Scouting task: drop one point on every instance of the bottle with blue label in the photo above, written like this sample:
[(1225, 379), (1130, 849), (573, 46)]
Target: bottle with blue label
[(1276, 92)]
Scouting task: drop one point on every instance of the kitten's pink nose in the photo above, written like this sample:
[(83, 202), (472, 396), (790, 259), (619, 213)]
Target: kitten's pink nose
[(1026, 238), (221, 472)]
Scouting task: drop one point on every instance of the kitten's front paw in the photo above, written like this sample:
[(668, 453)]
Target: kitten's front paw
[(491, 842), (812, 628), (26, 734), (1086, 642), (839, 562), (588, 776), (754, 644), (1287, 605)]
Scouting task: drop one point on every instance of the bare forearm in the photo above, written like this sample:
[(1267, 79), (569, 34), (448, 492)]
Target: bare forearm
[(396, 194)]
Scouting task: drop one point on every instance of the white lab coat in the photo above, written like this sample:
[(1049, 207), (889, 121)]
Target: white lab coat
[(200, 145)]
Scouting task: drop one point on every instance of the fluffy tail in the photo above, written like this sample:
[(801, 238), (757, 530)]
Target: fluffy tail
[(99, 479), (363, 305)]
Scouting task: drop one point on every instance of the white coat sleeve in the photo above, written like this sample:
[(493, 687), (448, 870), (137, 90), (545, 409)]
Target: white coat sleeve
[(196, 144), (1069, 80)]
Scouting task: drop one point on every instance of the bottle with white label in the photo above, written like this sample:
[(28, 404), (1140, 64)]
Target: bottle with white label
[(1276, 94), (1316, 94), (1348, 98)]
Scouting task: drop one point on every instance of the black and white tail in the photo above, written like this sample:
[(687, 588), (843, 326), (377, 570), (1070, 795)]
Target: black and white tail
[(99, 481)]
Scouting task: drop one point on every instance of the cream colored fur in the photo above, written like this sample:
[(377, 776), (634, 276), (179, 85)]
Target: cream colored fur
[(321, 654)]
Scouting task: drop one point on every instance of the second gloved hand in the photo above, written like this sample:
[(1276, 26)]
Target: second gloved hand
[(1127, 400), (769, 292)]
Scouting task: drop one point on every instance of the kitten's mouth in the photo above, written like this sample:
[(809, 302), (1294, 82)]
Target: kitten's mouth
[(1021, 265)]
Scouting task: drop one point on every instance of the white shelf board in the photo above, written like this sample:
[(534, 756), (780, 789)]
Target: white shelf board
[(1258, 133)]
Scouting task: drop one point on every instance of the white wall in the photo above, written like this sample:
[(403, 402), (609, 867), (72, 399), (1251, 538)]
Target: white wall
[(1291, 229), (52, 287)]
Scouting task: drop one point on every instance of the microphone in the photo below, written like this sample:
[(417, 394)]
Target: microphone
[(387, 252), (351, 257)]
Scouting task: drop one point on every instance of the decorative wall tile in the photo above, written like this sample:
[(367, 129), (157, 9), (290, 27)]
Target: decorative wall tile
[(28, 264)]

_____

• [Problem description]: Starting at the first entry and ending at the last, reproduce each one exactly.

• [Task response]:
Scouting task: drop one point on every instance of the bottle with blue label in the photo above, written like this sample:
[(1225, 379), (1130, 849), (573, 46)]
Target: bottle with blue label
[(1276, 92)]
Scouting task: drop one point on every instance of the kitten's pink nose in the photo above, written like this sample:
[(83, 202), (472, 396), (790, 259), (619, 213)]
Target: kitten's pink nose
[(1026, 238), (221, 472)]
Scouting task: drop one point on every instance of the kitten's front paw in the photo above, written like this sample:
[(668, 453)]
Target: kitten's front paw
[(491, 842), (812, 628), (26, 734), (1086, 642), (839, 562), (588, 776), (754, 644), (1287, 605)]
Scouting task: drop one point on every instance of the bare forearm in the photo above, written like this sample:
[(1267, 79), (569, 34), (448, 492)]
Target: bare forearm
[(396, 194)]
Scouting task: drop one point on every instance of the white lab coat in the photo above, written like this sample:
[(1049, 207), (889, 121)]
Target: white lab coat
[(200, 145)]
Scouting task: drop one point on every instance of the fluffy tail in the photo above, written like this sample:
[(801, 238), (757, 530)]
Target: fluffy tail
[(99, 479), (363, 305)]
Scouting task: drop one point on every instance of the white coat sleeve in the photo above, written like this sample:
[(493, 687), (448, 870), (137, 90), (545, 409)]
Target: white coat sleeve
[(196, 144), (1069, 80)]
Scouting task: drop one point on every instance of the bottle with white label in the photo above, written like this sample:
[(28, 404), (1140, 64)]
Target: bottle with white label
[(1276, 94), (1316, 94), (1348, 98)]
Scouting task: drop one point on every instance of the black and white tail in the photo above, written like this sample:
[(687, 588), (843, 326), (377, 570), (1070, 795)]
Target: black and white tail
[(99, 481)]
Scouting task: drop one point on every instance of the cream colored fur in the photo above, written like this sample:
[(377, 776), (634, 276), (179, 85)]
Target: cream colored fur
[(321, 654)]
Scouting task: drop one point on every instance of the second gloved hand in the photo above, written like this sample:
[(1276, 26)]
Target: second gloved hand
[(1127, 400), (769, 292)]
Scouting task: drop one point on every instance of the kitten's mouth in the photo above, written like this sample:
[(809, 302), (1294, 82)]
Target: kitten's mouth
[(1021, 265)]
Scouting task: drop one point on every instance of the white shelf board in the photo above, written like this sample:
[(534, 756), (780, 789)]
Target: white shelf board
[(1258, 133)]
Scouting task: drop one point on every instance of the white wall in the photo above, written like this sample:
[(403, 402), (609, 867), (72, 399), (1251, 538)]
Target: white wall
[(1291, 229), (52, 287)]
Scouting task: drop one point on every instance of the microphone in the photo below, written like this sample:
[(417, 394)]
Target: microphone
[(387, 252), (351, 257)]
Scouting task: drop one point on every instance of the decorative wall tile in the photo above, written like this sample:
[(367, 129), (157, 9), (290, 27)]
Target: decorative wall tile
[(28, 264)]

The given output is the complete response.